*Requirement:* Copy the full listing exactly, word for word.

:::::

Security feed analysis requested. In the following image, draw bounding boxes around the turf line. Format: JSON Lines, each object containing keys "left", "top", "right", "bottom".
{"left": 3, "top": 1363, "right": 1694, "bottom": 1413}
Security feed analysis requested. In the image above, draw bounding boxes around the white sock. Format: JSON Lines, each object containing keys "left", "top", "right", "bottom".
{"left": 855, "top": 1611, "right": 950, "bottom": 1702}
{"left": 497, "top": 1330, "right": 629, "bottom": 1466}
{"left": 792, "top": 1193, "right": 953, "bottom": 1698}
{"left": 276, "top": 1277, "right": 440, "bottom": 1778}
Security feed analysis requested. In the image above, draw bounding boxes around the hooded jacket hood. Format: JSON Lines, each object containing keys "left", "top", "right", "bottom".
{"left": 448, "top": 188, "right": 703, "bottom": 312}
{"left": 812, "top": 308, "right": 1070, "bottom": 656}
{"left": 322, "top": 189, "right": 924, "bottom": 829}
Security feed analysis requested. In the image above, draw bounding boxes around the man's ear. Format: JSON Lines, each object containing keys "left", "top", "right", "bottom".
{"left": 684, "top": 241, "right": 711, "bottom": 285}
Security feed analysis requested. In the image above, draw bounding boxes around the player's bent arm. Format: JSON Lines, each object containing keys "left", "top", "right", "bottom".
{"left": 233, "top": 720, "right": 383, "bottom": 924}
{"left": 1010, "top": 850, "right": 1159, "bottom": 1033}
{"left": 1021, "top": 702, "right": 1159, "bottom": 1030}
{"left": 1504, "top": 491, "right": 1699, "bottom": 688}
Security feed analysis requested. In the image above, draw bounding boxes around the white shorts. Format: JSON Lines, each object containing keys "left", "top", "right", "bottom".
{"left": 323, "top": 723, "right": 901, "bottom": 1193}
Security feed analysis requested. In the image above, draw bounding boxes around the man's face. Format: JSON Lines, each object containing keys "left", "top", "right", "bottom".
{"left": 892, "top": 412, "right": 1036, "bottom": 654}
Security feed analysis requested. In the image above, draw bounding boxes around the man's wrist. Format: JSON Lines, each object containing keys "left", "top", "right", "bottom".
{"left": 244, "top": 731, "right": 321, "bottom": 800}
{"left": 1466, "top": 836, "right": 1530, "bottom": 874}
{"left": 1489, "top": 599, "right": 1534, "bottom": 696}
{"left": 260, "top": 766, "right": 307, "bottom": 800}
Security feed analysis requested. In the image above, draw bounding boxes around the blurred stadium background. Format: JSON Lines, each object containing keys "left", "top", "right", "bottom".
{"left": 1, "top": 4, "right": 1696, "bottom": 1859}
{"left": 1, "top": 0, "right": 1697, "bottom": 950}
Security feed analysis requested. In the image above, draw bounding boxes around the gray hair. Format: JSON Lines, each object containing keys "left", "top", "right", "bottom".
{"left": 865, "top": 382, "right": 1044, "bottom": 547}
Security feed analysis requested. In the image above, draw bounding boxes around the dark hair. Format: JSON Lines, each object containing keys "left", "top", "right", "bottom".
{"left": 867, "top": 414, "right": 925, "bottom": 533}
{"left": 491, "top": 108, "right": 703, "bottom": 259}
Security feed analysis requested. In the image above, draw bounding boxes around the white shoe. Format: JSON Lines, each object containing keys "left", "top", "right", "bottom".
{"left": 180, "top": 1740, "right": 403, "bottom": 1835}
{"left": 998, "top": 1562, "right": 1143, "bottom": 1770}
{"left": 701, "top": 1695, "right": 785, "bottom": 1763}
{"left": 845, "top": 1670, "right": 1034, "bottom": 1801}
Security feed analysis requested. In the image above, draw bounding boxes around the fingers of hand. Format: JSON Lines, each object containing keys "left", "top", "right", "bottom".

:::::

*Worked solution:*
Security feed analysis requested. In the following image, draw bounding boxes around the turf line. Format: JSON Lines, each object containing keys "left", "top", "right", "bottom".
{"left": 3, "top": 1363, "right": 1694, "bottom": 1413}
Security feed analysis requested. In the image above, draw bounding boxes around the white sock. Format: JSON Lines, each object containing keys "left", "top", "right", "bottom".
{"left": 855, "top": 1611, "right": 950, "bottom": 1702}
{"left": 497, "top": 1330, "right": 629, "bottom": 1466}
{"left": 792, "top": 1193, "right": 953, "bottom": 1698}
{"left": 276, "top": 1277, "right": 440, "bottom": 1778}
Security feed analysis requested. In the image above, draw bounding boxes around the hooded jacket hood. Format: JSON Lines, each object containing keys "left", "top", "right", "bottom".
{"left": 448, "top": 188, "right": 703, "bottom": 312}
{"left": 812, "top": 308, "right": 1070, "bottom": 656}
{"left": 322, "top": 189, "right": 924, "bottom": 829}
Security feed analysis requested. In the image above, draw bounding boxes around the man's ear. Format: JSON Lines, each object containing keys "left", "top", "right", "bottom".
{"left": 684, "top": 241, "right": 711, "bottom": 285}
Security feed analysis requested. In the image above, draw bounding boxes around the player's bent arm. Format: JSON Lines, each object containing keys "left", "top", "right", "bottom".
{"left": 233, "top": 720, "right": 383, "bottom": 924}
{"left": 1010, "top": 850, "right": 1159, "bottom": 1033}
{"left": 1021, "top": 702, "right": 1159, "bottom": 1030}
{"left": 1504, "top": 491, "right": 1699, "bottom": 688}
Security feed analysis requested. In the image above, draw bounding boxes around the white shorts. Format: JSON Lines, each object containing keys "left", "top", "right", "bottom".
{"left": 323, "top": 723, "right": 901, "bottom": 1193}
Security feed analysis requested. In the image above, draw bounding boxes around the man's face. Format: JSON Lines, each object containing keys "left", "top", "right", "bottom".
{"left": 892, "top": 412, "right": 1036, "bottom": 654}
Security feed analysis requested. In the image above, draw bounding boxes around the man's wrist. Format: JSON Lines, each object containing keys "left", "top", "right", "bottom".
{"left": 244, "top": 731, "right": 321, "bottom": 800}
{"left": 1466, "top": 836, "right": 1530, "bottom": 874}
{"left": 1489, "top": 599, "right": 1534, "bottom": 696}
{"left": 260, "top": 766, "right": 307, "bottom": 800}
Security feed analysis requested. In the image above, draw bounding boxes around the blurred stadium background. Format: JSON Lines, each object containing keys "left", "top", "right", "bottom".
{"left": 1, "top": 4, "right": 1696, "bottom": 1859}
{"left": 1, "top": 0, "right": 1697, "bottom": 950}
Security feed analysis requested. In the image above, draw bounding boxes around the gray hair. Format: JSON Lines, each object containing keys "left", "top", "right", "bottom".
{"left": 865, "top": 382, "right": 1044, "bottom": 547}
Security feed analysis requested. In the image above, draw bounding boxes around the dark hair. Format: JSON Lines, each object containing keys "left", "top", "right", "bottom".
{"left": 867, "top": 414, "right": 925, "bottom": 533}
{"left": 491, "top": 108, "right": 703, "bottom": 259}
Security feed analysis requested. In the image above, draw bounding boxes around the white shoe. Format: JSON Lines, each object containing keys "left", "top", "right", "bottom".
{"left": 180, "top": 1740, "right": 403, "bottom": 1835}
{"left": 998, "top": 1562, "right": 1143, "bottom": 1770}
{"left": 701, "top": 1695, "right": 785, "bottom": 1763}
{"left": 845, "top": 1670, "right": 1034, "bottom": 1801}
Security feed analysis requested. In the image above, draw bounding boxes around the fingers of hand. Format: JSON Lines, each object containing keys "left", "top", "right", "bottom".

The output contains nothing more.